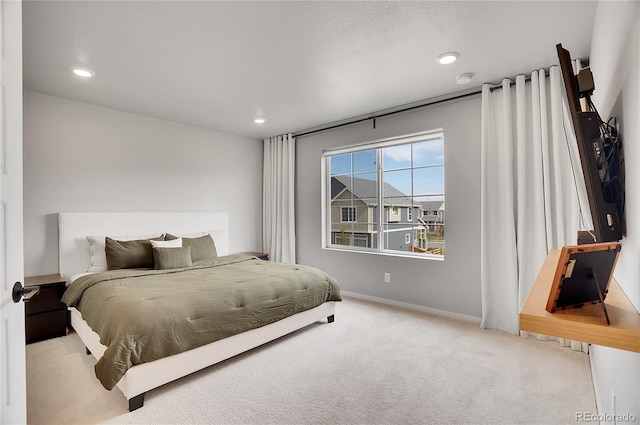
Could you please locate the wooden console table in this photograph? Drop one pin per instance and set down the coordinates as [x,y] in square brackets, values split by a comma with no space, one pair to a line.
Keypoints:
[586,324]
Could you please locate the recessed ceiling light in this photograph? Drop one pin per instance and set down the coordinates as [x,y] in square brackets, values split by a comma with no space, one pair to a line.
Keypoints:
[464,78]
[448,57]
[83,72]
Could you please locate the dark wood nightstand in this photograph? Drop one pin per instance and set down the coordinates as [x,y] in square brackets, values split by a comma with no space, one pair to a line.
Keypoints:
[260,255]
[45,314]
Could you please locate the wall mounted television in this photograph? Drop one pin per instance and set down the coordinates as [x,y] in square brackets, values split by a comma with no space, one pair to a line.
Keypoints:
[600,154]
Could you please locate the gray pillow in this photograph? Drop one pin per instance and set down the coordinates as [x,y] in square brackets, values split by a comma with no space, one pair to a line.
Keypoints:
[202,248]
[172,258]
[133,254]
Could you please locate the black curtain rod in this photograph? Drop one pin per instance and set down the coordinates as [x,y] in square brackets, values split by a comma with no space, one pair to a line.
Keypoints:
[411,108]
[375,116]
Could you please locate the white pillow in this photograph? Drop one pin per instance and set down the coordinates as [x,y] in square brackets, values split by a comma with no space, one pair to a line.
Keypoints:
[98,259]
[174,243]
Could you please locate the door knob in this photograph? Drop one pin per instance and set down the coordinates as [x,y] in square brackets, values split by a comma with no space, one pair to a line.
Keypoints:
[19,292]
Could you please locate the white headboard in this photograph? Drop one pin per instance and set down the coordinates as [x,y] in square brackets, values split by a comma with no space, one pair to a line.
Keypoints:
[73,229]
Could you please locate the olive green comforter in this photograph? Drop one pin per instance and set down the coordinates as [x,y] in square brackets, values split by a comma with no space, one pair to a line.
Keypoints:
[142,315]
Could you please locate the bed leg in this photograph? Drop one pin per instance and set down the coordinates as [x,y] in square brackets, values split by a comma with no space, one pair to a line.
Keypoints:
[136,402]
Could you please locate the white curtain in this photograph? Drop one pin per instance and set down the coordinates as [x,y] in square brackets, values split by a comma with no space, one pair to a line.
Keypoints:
[531,200]
[278,199]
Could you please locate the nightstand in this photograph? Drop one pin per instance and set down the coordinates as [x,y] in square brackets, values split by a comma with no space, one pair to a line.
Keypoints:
[260,255]
[45,314]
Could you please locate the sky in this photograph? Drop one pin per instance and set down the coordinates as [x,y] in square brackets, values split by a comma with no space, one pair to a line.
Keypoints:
[427,159]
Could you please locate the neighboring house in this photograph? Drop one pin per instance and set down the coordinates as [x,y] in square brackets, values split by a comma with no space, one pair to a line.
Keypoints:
[354,215]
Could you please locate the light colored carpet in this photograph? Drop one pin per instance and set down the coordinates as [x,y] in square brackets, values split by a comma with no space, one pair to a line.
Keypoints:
[374,365]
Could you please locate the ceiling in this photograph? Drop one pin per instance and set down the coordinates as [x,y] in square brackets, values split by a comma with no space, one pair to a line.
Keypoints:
[300,65]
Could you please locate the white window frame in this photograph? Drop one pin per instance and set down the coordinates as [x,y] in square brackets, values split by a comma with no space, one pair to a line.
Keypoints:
[327,242]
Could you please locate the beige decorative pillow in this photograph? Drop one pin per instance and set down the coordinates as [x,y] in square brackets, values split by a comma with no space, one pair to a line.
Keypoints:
[172,258]
[202,248]
[133,254]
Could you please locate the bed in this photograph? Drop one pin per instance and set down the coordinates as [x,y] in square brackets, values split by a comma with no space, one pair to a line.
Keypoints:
[146,370]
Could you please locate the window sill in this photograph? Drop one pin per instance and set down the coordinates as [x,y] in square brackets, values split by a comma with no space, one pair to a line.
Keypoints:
[387,253]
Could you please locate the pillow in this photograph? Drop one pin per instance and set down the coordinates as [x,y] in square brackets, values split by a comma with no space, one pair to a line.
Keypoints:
[172,258]
[133,254]
[202,248]
[98,258]
[174,243]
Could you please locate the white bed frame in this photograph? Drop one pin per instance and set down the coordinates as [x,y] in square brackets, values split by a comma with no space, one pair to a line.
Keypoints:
[74,258]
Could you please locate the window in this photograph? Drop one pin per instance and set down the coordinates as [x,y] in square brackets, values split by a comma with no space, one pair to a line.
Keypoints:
[405,177]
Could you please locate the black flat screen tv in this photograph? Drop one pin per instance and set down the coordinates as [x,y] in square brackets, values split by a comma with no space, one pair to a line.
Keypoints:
[600,155]
[582,276]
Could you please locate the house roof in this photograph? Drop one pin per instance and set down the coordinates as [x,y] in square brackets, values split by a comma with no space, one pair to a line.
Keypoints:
[432,205]
[366,191]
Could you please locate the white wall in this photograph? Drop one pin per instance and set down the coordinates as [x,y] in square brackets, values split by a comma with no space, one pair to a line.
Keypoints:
[452,285]
[615,62]
[80,157]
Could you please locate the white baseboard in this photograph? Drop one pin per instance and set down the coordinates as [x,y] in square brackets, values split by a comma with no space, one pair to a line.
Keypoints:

Exercise description
Reproduce the entire listing above verbatim, line by line, omitting the pictures.

Answer to the problem
Could you please locate the wooden console table in this photograph? Drop one pin per instance and set down the coordinates as [x,y] in square brackets, values split by a comma with no space, one pair to a line.
Keypoints:
[586,324]
Could you please locate the recessed ceiling light in this photograph? Drop one pin per instance and set down the coordinates as [x,y] in square brackets, values split by a comma with no space, one pair to a line.
Keypoints:
[464,78]
[448,57]
[83,72]
Could you please locate the dark wood nightstand in this photograph? Drop one pin per instance and set down the coordinates as [x,y] in square brackets, values split by a comma with no space, one pair to a line.
Keypoints:
[260,255]
[45,314]
Could you please locate the wall mounted television in this photograph? Drop one pin per instance and set down the coordinates as [x,y] in square brackets, values split by a comma with no space, one pair to a line.
Keypoints:
[600,154]
Could you please locate the gray pillow in this photograph? Drop one pin per instance and set down the coordinates as [x,y] in square brackets, values split by a comma with no space, one pair to a line.
Keypoints:
[202,248]
[172,258]
[133,254]
Could you please locate the black curtain rod in this photograph? Drop one pin per instance and set down the coordinates as [x,y] in square brackets, values split by a comma with no space, one pair to a line.
Keypoints:
[411,108]
[375,116]
Could you please locate the white pillow in this photograph? Drop one pin per instance and set down the coordinates as [x,y] in square brackets, values split by a comma with no space, one pair to a line.
Keypoints:
[98,259]
[174,243]
Could you please locate the door knob in this photograph? Drop one pin per instance and set down the coordinates as [x,y] in square brackets, values split by a comma with no space, one pair to a line.
Keypoints:
[19,292]
Could you please locate the white headboard in this photograph? Drop one pin per instance and set down the coordinates as [x,y] in square brackets, values split by a comma with no space, one pair to a line.
Keypoints:
[73,229]
Could you please locate the olive green comforter in this photograph? Drop one pin per instance and set down the coordinates as [x,y] in square brackets, values split by a comma with no space, one pair to a line.
Keypoints:
[142,315]
Could you please locate the bed leg in this photograph? Drop one pin per instance and set down the coordinates as [x,y] in square brackets, values split by a comma with no space, one pair to a line.
Keypoints:
[136,402]
Could you please locate the white curtain in this photograph? Drop one pin per instance and set down the coordinates as [x,y] in square brackets, values split by a comma with no space, one pair to a line.
Keypoints:
[531,200]
[278,199]
Could you please locate the nightstand in this photograph? Drop one pin per instance and set down the coordinates as [x,y] in square brackets, values split by a comma with no space, one pair to a line.
Keypoints:
[260,255]
[45,314]
Could you please locate the sky in this photograph? Drop one pin per instance and set down the coordinates as [x,y] in square brackets, values split by a comma with no space, one pair to a line.
Keypoints:
[427,159]
Could you please locate the neighboring house in this photograph? Drop one pin per instance and set down the coordinates as [x,y] in square brackets, values split by a comma with no space, one pair to a line.
Keypoints:
[354,215]
Could you please locate the light colored carpet in this photograph? Drop one pin per instance and set down the coordinates as [x,y] in square brackets, values split by a comma with no space, one pair to a line.
Keypoints:
[374,365]
Could you please locate the ceiling in this photograph? Drop one pin per instance and set down the coordinates as [x,y] in square brackets, values split by a comma with no space, one pair to a line.
Keypoints:
[300,65]
Could you please locate the white window frame in this photograph? Drop one pin per instance and set down the coordinates as [x,y] in square brackets, values split by a comma with no space, one pair to a line.
Keypoints:
[327,242]
Could you please locate the beige decorative pillow in this photograph? Drop one pin per instance and set down the coordinates as [x,y] in square brackets, values split by a comma with no space, one pair to a line.
Keypoints:
[172,258]
[202,248]
[133,254]
Could you please locate the bed in this photograph? Drop one pin per instance and set down the coordinates as [x,y] in square brackets, values split by a comma with no space, one pair to a line.
Keypoints:
[146,370]
Could you please locate the window sill in this photograph? Drop one pin per instance and set down the coordinates as [x,y] in square brackets, values split by a comma with no space, one pair to a line.
Keypoints:
[387,253]
Could you please locate the pillow in this photograph? Drop one pin per instance and set down the coordinates as [x,y] in square brackets, values split by a comma with no space, one pair to a line.
Keypoints:
[172,258]
[133,254]
[202,248]
[98,258]
[174,243]
Could you please locate the white bed frame in this photograph? Drop one pin per instance and set down the coordinates as [x,y] in square brackets, values split by a comma with no space, one pair to a line.
Keypoints:
[74,258]
Could you please locate the window in this photograph? Drop one pin per instance and set down the coordinates as [x,y] in square brackets, values split by a comma with no space, one pair to a line.
Keypoints:
[405,177]
Could you please locate the black flat screen tv in this photograph? Drop one pin per instance and set down the coordinates as [x,y] in square brackets, values split by a comma with no space, one pair to a line.
Keypoints:
[600,155]
[582,276]
Could you please locate the house roof in this photograph? Drop one pin per instance and set down the coordinates as [x,y] in square brackets, values split by a comma with no space, one pair to a line.
Keypoints:
[432,205]
[366,191]
Could you please locate the white wall in this photograph? Drop one pin per instance and set down the coordinates as [x,y] in square brackets, values split by a comma with no space, one pair to a line.
Keypoints:
[452,285]
[615,62]
[80,157]
Could you please locate the white baseboard in this photograph? Drop one pin per instance and set down the coordinates as [x,y] in square brackets, values split by a comma with no space, one pair to a line.
Keypoints:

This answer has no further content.